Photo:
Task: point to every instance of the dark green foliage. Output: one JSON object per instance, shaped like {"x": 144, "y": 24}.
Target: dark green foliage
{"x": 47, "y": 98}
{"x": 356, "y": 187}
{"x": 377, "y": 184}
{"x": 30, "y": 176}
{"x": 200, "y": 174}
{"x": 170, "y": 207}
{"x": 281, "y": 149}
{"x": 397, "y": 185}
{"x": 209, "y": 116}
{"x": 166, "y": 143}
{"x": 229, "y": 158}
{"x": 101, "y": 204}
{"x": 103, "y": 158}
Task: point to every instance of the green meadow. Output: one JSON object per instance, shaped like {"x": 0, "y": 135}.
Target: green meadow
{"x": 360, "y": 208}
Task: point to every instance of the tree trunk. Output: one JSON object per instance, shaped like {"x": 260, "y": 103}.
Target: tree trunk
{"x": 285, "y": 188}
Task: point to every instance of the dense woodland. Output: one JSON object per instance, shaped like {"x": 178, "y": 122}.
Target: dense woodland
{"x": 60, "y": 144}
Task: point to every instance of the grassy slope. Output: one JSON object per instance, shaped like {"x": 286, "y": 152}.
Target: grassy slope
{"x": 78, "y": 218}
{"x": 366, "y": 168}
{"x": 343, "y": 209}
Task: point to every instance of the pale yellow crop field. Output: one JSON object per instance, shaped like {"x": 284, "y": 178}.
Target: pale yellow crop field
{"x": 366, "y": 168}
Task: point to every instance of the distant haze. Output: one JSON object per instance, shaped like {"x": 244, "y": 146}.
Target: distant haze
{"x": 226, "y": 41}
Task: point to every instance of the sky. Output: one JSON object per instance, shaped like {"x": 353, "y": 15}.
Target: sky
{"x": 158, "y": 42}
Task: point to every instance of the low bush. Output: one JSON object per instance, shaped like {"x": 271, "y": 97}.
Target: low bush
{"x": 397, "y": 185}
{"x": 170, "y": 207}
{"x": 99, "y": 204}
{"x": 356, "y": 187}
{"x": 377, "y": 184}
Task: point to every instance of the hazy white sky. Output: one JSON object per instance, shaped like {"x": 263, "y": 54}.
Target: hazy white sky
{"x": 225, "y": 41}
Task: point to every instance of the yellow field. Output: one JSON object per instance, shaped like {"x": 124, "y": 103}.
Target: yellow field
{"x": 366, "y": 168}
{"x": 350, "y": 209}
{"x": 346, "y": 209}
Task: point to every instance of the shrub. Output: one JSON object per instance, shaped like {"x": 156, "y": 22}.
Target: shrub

——————

» **What is needed**
Rescale the stretch from the line containing "Task: point to every instance of the hazy" through the end of the items, both ends included, by writing out every line again with each x and y coordinate in the answers multiplied by 1.5 and rounded to a whole number, halves up. Leave the sample coordinates in the Output descriptions unchanged.

» **Output for this task**
Task: point to every instance of the hazy white sky. Output: one JSON object per instance, shaped like {"x": 263, "y": 54}.
Target: hazy white sky
{"x": 338, "y": 62}
Task: point to every instance of the yellow field. Output: one JSON object per instance, shaped like {"x": 124, "y": 103}.
Target: yellow field
{"x": 549, "y": 252}
{"x": 525, "y": 314}
{"x": 519, "y": 314}
Task: point to every instance of the shrub. Output: one JSON object per instance, shaped like {"x": 156, "y": 22}.
Target: shrub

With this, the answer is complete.